= Beginning of Section =
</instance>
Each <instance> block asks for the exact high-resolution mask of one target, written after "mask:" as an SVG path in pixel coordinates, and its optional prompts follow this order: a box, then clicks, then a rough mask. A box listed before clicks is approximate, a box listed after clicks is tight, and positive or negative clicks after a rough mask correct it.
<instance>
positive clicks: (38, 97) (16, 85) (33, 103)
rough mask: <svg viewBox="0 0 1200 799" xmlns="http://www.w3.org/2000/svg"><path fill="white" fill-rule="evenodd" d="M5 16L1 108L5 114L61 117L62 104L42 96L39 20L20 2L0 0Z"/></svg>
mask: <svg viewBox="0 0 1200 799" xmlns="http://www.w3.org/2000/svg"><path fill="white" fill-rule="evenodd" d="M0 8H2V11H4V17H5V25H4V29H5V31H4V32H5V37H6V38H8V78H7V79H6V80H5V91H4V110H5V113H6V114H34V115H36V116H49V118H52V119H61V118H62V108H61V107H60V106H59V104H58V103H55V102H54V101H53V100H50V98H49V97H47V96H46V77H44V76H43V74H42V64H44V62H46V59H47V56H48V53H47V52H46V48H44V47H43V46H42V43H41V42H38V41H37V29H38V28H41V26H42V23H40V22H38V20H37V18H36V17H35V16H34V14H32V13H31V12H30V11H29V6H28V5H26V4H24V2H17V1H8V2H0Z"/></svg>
= End of Section =
TRY IT ::
Reproduce every record above exactly.

TASK RESPONSE ::
</instance>
Each <instance> block asks for the exact high-resolution mask of one target, written after "mask:" as an SVG path in pixel coordinates, and its optional prompts follow this order: a box, then clicks, then a rough mask. A box listed before clicks is approximate, a box listed after clicks is tight, and positive or negative clicks after a rough mask correct it.
<instance>
positive clicks: (38, 97) (16, 85) (33, 103)
rough mask: <svg viewBox="0 0 1200 799" xmlns="http://www.w3.org/2000/svg"><path fill="white" fill-rule="evenodd" d="M5 16L1 108L5 114L61 117L62 104L42 96L39 20L20 2L0 0Z"/></svg>
mask: <svg viewBox="0 0 1200 799" xmlns="http://www.w3.org/2000/svg"><path fill="white" fill-rule="evenodd" d="M0 8H2V11H4V17H5V25H4V29H5V31H4V32H5V37H6V38H8V78H7V79H6V80H5V91H4V110H5V113H6V114H34V115H36V116H49V118H52V119H61V118H62V108H61V107H60V106H59V104H58V103H55V102H54V101H53V100H50V98H49V97H47V96H46V77H44V76H43V74H42V64H44V62H46V59H47V56H48V53H47V52H46V48H44V47H43V46H42V43H41V42H38V41H37V29H38V28H41V26H42V23H40V22H38V20H37V18H36V17H35V16H34V14H32V13H31V12H30V11H29V6H28V5H26V4H24V2H17V1H8V2H0Z"/></svg>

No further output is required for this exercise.